## Task requirements
Pick out and copy every line in the entries below that contains the word "balcony".

## Information shown
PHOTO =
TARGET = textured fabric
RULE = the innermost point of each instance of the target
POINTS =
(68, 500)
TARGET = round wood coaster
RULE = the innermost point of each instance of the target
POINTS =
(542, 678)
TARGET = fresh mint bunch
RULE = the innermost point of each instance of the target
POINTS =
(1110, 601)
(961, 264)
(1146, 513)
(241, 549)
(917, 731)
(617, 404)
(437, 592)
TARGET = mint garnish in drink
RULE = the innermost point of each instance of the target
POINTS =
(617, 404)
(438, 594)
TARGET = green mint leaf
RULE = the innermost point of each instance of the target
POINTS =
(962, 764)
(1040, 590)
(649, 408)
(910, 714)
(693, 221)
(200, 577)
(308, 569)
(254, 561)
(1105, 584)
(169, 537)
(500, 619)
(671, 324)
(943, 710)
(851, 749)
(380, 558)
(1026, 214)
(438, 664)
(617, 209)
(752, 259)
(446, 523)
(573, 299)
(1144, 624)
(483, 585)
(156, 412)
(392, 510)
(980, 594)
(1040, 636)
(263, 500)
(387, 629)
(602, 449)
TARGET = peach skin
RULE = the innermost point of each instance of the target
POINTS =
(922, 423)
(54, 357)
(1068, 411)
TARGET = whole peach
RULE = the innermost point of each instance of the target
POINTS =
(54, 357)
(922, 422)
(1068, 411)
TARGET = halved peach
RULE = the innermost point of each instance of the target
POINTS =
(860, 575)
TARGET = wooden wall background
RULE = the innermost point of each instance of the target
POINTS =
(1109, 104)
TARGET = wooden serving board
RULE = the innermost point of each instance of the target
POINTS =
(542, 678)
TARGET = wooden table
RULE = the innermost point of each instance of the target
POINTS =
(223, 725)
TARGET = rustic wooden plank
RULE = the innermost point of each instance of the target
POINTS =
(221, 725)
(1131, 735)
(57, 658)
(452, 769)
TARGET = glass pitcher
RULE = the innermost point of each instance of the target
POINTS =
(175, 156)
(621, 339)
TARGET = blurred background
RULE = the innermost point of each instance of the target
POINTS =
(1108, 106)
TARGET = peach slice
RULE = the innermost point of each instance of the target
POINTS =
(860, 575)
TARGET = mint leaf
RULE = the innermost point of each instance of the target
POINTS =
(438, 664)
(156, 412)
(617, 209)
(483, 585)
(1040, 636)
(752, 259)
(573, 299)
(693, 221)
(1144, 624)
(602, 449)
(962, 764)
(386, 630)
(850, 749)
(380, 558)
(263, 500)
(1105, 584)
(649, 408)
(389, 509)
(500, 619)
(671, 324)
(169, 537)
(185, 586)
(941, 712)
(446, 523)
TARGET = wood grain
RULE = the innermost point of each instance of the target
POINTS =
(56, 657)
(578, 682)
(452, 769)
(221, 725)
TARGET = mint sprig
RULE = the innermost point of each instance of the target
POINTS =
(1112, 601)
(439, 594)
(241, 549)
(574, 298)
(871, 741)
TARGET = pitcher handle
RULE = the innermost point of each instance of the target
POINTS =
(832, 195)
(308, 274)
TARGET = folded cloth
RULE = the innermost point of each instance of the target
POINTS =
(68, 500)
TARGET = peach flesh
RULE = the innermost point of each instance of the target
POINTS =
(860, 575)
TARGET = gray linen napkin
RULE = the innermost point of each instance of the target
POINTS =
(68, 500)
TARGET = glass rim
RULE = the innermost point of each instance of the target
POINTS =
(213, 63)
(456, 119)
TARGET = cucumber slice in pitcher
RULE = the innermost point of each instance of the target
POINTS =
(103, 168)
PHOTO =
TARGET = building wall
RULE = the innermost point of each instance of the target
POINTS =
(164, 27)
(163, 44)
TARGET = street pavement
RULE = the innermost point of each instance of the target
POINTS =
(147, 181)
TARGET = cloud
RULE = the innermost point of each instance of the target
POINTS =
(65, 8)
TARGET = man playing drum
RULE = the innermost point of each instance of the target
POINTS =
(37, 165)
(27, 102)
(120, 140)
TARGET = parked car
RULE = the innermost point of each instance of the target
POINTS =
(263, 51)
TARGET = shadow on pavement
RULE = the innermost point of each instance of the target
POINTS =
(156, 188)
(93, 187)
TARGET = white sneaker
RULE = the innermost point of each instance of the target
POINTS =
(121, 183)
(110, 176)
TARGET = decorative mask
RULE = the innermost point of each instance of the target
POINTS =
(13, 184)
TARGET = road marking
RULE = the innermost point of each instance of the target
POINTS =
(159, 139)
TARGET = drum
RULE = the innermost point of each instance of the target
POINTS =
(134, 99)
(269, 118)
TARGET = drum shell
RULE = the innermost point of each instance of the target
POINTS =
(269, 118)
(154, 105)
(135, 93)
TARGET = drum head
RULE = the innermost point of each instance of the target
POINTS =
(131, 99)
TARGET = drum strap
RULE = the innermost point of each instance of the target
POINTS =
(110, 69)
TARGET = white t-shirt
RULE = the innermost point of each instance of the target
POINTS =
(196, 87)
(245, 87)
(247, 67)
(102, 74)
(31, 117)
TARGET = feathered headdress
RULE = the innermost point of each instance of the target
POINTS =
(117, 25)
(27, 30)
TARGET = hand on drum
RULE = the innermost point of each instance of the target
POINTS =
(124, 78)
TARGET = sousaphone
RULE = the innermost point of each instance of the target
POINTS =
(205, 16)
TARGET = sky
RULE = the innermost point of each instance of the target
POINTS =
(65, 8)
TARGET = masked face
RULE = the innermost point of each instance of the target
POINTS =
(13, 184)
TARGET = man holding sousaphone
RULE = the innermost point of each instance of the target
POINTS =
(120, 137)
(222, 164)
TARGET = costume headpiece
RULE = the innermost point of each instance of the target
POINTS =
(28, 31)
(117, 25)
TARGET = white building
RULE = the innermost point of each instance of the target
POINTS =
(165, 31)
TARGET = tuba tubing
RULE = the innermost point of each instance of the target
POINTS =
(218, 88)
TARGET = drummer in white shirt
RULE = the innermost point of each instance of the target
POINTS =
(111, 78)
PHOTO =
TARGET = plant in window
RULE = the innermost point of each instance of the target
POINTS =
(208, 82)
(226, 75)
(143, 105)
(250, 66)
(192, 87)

* * *

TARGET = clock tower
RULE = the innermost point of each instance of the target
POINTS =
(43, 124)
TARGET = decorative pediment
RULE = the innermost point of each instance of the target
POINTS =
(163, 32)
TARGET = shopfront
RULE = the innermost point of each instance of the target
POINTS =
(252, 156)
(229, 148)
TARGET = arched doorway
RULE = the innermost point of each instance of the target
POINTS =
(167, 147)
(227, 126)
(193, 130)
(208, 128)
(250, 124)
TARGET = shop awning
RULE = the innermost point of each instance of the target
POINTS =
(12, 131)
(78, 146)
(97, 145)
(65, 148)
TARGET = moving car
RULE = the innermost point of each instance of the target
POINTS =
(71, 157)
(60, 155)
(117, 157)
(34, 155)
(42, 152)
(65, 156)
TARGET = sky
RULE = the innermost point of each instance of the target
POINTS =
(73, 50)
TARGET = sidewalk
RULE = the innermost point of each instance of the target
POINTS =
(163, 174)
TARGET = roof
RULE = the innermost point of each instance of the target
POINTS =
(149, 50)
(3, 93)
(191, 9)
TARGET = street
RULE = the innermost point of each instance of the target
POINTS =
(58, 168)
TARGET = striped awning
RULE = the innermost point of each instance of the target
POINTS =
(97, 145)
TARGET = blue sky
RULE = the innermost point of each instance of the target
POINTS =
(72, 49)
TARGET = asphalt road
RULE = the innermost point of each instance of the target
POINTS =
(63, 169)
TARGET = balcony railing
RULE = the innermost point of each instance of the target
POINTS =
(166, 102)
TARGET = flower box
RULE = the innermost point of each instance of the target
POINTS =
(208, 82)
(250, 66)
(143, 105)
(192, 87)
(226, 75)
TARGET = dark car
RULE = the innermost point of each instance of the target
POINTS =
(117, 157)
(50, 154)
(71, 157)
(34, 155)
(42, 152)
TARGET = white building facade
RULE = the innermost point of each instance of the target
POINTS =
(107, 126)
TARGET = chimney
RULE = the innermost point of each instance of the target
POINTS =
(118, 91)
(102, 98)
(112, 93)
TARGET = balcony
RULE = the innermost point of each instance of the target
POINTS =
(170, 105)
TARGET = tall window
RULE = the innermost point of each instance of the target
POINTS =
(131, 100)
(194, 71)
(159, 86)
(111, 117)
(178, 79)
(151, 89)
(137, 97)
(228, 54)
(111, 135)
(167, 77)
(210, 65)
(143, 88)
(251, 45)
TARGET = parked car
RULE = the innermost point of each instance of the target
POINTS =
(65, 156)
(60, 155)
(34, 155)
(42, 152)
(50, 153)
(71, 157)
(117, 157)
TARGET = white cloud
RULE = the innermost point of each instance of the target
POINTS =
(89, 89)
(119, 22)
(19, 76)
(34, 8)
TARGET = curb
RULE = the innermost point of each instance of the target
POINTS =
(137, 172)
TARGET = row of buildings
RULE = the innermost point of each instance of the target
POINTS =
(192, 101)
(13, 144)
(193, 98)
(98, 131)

* * *

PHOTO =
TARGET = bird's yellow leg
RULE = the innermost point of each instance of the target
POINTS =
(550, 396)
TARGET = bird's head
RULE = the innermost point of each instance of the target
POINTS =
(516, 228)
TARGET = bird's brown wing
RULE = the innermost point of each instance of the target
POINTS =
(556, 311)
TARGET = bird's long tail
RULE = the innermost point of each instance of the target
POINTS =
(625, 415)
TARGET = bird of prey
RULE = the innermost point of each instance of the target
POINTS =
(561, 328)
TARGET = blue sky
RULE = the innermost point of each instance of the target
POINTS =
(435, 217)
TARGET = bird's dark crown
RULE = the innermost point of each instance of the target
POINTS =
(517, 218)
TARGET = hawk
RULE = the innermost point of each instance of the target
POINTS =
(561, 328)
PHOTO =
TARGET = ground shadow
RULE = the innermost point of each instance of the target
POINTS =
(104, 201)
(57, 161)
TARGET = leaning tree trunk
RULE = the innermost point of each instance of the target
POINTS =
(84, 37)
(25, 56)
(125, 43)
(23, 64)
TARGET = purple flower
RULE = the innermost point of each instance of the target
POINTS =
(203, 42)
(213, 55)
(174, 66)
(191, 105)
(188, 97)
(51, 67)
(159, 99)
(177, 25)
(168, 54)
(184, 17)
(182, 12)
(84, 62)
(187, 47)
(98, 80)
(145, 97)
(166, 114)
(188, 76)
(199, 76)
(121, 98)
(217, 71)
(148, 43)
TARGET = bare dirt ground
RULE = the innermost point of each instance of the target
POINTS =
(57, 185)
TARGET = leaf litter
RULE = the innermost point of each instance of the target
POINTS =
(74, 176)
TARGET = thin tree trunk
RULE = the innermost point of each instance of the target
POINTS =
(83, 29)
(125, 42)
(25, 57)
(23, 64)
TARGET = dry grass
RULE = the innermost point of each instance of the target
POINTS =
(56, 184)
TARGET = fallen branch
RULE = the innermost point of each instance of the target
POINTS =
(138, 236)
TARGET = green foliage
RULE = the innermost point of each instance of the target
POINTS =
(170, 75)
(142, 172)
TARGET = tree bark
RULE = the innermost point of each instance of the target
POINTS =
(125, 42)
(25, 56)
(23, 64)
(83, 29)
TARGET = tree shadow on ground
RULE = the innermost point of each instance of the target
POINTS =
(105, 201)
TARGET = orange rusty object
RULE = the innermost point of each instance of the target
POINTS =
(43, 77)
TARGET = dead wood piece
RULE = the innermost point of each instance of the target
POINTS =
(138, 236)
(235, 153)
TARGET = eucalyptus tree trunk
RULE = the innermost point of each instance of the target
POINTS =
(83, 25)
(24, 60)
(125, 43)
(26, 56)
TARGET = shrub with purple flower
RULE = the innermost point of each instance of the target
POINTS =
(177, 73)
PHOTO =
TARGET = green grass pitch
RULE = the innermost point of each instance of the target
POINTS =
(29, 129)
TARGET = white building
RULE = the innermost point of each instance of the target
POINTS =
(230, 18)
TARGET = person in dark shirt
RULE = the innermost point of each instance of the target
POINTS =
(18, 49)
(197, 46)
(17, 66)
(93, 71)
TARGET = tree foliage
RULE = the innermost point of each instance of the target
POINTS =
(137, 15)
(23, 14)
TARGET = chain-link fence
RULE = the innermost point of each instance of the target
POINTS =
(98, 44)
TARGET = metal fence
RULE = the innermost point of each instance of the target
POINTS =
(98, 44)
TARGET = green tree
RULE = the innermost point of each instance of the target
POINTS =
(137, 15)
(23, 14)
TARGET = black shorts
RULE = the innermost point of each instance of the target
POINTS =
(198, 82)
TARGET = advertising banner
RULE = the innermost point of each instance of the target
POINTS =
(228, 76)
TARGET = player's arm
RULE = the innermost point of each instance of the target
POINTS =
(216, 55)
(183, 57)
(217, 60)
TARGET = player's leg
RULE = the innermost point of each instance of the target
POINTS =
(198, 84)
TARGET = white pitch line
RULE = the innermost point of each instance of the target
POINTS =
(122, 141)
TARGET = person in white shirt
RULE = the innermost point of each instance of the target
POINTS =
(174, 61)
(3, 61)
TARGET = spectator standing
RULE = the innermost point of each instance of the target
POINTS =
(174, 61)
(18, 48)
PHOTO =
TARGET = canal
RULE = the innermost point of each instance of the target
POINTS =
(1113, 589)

## The reply
TARGET = balcony railing
TARGET = balcony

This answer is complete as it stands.